---------- TASK INPUTS ----------
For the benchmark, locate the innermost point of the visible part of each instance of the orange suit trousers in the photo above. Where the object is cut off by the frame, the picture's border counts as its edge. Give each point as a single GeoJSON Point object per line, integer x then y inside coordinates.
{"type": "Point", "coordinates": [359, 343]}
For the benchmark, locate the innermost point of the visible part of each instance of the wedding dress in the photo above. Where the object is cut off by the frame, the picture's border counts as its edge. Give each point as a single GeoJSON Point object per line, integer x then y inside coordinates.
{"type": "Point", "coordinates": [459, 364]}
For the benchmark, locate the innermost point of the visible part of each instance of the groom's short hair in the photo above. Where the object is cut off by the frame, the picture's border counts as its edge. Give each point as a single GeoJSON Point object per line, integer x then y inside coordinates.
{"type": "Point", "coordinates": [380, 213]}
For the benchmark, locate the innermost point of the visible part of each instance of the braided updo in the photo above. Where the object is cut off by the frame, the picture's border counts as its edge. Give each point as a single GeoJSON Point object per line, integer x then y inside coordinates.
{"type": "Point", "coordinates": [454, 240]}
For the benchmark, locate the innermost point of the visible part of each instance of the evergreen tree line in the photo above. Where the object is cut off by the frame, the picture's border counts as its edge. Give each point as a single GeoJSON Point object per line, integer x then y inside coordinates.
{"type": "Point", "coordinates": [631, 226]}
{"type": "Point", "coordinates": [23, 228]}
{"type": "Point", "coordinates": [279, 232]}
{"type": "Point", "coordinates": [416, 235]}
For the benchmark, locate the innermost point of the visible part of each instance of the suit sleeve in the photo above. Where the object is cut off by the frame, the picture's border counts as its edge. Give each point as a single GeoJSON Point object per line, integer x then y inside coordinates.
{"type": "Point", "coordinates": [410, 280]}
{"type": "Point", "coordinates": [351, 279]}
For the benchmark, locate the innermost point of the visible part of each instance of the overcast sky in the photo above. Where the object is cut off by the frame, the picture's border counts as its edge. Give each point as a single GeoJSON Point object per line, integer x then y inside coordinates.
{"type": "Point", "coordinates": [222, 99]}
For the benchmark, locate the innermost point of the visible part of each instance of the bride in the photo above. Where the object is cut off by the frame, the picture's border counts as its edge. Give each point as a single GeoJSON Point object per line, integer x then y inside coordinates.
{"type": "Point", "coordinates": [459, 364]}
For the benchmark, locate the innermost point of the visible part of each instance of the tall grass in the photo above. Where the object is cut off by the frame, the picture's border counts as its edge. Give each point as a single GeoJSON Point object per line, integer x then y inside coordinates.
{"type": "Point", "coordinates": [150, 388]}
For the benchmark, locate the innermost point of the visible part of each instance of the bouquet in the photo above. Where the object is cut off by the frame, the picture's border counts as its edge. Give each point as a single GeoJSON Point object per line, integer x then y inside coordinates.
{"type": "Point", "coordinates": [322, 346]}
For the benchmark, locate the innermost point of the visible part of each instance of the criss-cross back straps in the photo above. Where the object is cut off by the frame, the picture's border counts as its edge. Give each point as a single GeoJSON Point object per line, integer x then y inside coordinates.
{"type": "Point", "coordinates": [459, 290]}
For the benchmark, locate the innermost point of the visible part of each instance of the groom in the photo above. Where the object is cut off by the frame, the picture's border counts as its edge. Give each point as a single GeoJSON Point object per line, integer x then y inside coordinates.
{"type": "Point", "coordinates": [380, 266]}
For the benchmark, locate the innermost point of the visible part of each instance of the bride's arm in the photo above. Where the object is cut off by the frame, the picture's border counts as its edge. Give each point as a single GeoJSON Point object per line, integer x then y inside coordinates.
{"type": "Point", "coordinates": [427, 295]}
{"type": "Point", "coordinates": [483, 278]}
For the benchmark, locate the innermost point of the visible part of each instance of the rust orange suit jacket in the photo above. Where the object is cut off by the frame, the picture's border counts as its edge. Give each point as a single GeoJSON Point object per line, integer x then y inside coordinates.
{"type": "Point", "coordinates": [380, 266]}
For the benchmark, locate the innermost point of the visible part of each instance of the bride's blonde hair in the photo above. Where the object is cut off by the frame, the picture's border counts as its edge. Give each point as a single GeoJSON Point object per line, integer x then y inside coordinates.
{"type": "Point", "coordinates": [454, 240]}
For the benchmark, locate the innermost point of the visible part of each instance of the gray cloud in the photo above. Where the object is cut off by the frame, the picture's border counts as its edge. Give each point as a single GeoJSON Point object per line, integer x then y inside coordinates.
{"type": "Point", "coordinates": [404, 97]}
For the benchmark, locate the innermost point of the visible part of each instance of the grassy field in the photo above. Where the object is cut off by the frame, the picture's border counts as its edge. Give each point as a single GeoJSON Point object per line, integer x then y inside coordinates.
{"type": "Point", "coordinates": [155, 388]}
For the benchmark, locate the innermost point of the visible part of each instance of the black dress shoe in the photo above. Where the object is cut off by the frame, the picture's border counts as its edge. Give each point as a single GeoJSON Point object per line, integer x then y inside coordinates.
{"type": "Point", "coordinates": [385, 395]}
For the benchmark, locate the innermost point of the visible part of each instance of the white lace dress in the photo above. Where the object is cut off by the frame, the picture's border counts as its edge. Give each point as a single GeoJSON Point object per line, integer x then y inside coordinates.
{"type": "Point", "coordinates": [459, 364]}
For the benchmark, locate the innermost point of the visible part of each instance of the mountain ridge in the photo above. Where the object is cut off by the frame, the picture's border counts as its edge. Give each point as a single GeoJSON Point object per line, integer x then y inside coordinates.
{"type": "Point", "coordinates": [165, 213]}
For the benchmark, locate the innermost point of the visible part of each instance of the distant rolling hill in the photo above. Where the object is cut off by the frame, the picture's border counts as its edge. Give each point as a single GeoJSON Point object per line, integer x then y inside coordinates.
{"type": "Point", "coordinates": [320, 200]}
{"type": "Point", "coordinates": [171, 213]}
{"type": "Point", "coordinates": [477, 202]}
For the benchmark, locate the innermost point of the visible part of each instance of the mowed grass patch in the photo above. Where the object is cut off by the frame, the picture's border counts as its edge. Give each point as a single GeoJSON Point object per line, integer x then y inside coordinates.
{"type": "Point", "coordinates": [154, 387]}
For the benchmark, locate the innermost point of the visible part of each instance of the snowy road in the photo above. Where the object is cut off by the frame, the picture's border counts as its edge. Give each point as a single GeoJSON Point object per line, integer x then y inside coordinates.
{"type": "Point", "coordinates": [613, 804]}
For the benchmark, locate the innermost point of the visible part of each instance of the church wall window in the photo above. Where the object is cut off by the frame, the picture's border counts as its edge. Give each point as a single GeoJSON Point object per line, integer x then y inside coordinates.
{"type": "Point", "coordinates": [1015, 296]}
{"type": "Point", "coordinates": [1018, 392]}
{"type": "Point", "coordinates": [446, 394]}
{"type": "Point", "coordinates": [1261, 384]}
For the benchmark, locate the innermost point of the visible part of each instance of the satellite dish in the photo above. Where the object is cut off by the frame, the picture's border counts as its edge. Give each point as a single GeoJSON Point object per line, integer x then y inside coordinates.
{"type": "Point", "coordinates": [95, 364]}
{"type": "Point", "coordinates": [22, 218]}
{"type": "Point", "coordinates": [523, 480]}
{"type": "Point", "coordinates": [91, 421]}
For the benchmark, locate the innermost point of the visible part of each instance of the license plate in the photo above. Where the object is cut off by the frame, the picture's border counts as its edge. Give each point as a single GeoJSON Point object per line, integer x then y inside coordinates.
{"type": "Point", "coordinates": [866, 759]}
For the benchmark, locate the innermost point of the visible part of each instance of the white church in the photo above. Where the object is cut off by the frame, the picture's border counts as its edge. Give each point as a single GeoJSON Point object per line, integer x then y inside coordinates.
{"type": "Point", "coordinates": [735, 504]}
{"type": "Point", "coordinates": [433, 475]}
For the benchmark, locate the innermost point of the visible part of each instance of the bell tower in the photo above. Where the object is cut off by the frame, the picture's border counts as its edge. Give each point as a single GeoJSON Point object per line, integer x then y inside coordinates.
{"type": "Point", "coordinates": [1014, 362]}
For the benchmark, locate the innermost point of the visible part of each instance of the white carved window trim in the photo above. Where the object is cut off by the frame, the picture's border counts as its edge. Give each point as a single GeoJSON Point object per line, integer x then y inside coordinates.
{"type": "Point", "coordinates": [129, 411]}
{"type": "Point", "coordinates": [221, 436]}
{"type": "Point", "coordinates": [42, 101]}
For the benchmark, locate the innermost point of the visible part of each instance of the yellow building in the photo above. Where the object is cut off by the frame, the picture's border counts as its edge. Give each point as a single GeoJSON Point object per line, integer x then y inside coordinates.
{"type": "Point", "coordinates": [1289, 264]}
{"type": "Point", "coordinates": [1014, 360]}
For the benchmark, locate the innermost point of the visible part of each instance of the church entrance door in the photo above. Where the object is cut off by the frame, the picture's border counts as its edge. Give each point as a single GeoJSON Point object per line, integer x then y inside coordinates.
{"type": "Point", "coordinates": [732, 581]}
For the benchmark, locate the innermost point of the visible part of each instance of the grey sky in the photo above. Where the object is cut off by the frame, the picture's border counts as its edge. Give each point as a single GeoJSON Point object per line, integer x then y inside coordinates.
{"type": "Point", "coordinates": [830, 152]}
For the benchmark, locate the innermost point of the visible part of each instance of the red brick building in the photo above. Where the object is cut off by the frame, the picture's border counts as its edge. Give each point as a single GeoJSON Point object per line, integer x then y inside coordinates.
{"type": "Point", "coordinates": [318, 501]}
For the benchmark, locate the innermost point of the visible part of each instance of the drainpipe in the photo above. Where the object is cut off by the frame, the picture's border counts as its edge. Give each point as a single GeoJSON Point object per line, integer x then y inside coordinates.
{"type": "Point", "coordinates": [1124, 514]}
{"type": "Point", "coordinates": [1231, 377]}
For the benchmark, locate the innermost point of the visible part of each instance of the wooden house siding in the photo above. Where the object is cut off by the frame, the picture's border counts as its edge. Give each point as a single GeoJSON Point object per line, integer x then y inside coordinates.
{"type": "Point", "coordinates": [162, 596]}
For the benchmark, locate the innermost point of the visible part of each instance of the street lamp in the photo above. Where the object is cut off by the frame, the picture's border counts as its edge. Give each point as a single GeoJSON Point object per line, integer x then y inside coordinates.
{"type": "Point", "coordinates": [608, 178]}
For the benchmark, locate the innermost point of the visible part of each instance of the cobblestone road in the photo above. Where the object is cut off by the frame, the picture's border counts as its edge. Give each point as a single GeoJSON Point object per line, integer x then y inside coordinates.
----------
▶ **STATED EXERCISE**
Give back the lines from the one holding "of the street" through the last line, inclusive, with "street lamp" switched to "lamp post" and everything else left as it is.

▶ **EXERCISE RESPONSE**
For the benchmark, locate the innermost point of the visible part of each instance of the lamp post in the photo above. Where the object is cut off by the frame, the picture's border counts as its edge. Give each point as a single GeoJSON Point object per line, integer x then y inside coordinates.
{"type": "Point", "coordinates": [608, 178]}
For the benchmark, locate the innermost point of the visible part of each instance of the cobblestone road in the photo above. Where the object is cut off by the frame, the picture's border counts as its edge. Give each point as a single GeoJSON Point object per line, integer x then y inside coordinates.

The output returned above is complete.